- Texto de leitura -
* * * * * * *

No dia 11 de novembro, como parte da programação preparatória para o Encontro Nacional, integrantes da Aliança pela Alimentação Adequada e Saudável participaram de um encontro para refletir e debater sobre conflito de interesses nas políticas públicas.

Qual a definição de conflito de interesses nas políticas públicas?

Depois da dinâmica de boas-vindas, o tema do encontro foi introduzido em um vídeo gravado por Camila Maranha, professora da Universidade Federal Fluminense e especialista no tema. Camila apresentou algumas definições do conceito de conflito de interesses expressas em documentos oficiais. Em uma publicação sobre o tema do Instituto de Medicina dos Estados Unidos, “conflito de interesses é o conjunto de condições nas quais o julgamento de um profissional a respeito de um interesse primário é afetado indevidamente por um interesse secundário”. Em uma publicação recente da OPAS, conflito de interesse é definido como “situação em que o interesse primário do governo (proteger e promover a saúde pública) pode ser indevidamente influenciado pelo interesse de uma instituição não-estatal, afetando (podendo parecer afetar) a independência e objetividade do trabalho do governo”. Confira abaixo o vídeo completo da introdução de Camila Maranha.

* * * * * * *

- Dados do exercício -
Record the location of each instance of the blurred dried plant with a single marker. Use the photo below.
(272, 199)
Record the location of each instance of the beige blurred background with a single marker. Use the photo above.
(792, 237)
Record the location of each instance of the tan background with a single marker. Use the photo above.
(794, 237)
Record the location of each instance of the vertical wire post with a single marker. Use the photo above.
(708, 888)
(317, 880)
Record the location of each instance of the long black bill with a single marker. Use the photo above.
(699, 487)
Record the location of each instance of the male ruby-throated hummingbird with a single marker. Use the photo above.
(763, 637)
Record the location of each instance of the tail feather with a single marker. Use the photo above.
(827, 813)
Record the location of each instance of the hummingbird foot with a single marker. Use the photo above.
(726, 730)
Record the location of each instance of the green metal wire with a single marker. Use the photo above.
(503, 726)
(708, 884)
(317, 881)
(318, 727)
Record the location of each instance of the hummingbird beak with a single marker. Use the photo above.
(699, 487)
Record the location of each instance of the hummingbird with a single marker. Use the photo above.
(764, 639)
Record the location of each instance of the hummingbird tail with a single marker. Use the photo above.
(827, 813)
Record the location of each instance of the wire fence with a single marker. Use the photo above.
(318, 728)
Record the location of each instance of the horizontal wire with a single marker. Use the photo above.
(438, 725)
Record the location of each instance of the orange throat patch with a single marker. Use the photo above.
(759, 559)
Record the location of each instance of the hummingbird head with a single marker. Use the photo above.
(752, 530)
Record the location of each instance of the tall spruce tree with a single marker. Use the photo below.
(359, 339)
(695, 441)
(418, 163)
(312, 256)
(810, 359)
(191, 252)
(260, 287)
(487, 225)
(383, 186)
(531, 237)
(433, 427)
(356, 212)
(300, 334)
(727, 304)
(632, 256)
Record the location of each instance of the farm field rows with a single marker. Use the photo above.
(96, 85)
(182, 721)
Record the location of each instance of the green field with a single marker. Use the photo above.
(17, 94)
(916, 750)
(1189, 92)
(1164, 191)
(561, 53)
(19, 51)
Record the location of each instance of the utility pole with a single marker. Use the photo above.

* * * * * * *

- Tarefas a resolver -
a - Imprima o trecho do texto sobre conflito de interesses que vai de "No dia 11 de" até "nas políticas públicas?".
b - Com base no texto sobre conflito de interesses, responda sim ou não a cada afirmação e cite as palavras exatas do texto que decidem a resposta.
(i) O encontro ocorreu no dia 11 de novembro.
(ii) Camila Maranha é professora da Universidade de São Paulo.
(iii) Na definição da OPAS, o interesse primário do governo é proteger e promover a saúde pública.
c - Por favor, continue o texto sobre conflito de interesses a partir da última frase apresentada.

- Resultados do exercício -
a -
No dia 11 de novembro, como parte da programação preparatória para o Encontro Nacional, integrantes da Aliança pela Alimentação Adequada e Saudável participaram de um encontro para refletir e debater sobre conflito de interesses nas políticas públicas.

Qual a definição de conflito de interesses nas políticas públicas?

b -
(i) Sim: "No dia 11 de novembro".
(ii) Não: "professora da Universidade Federal Fluminense".
(iii) Sim: "o interesse primário do governo (proteger e promover a saúde pública)".

c -
 

Casos emblemáticos de conflito de interesses na alimentação

Em seguida, foram apresentados quatro casos emblemáticos de conflito de interesses nas políticas públicas de alimentação. Um deles é são os eventos de aleitamento materno e sobre alimentação e nutrição financiados por empresas e indústrias de alimentação, de substitutos do leite materno e de bicos, chupetas, mamadeiras e outros produtos infantis, que tem acontecido com frequência nas últimas décadas. Além do financiamento do evento “em si”, a participação se dá por meio, por exemplo, de stands durante o evento, oferta de brindes aos participantes, apoio financeiro para participantes e palestrantes participarem do evento, atuação na definição da programação do evento, inclusão de representantes da indústria como palestrantes. No Brasil, desde 2012, esforços vêm sendo empreendidos para que esses eventos não sejam financiados por essas indústrias. Um exemplo são as regras da ASBRAN para financiamento das últimas edições do CONBRAN (de 2016 em diante).

Outro caso apresentado foi a parceria estabelecida entre o chef Jamie Oliver e a Sadia para o projeto “Saber Alimenta”, um programa que previa a realização de supostas “atividades educativas” em escolas. Sabe-se que que crianças devem ser protegidas contra práticas abusivas de comunicação mercadológica, como ações de merchandising dentro do ambiente escolar. Crianças não podem ser transformadas em promotoras de produtos de qualquer marca. Diversas entidades que fundaram a Aliança elaboraram e divulgaram uma carta aberta ao chef Jamie Oliver.  Depois de debates entre as entidades que assinaram a carta e a assessoria de Jamie Oliver, a atividade foi descontinuada.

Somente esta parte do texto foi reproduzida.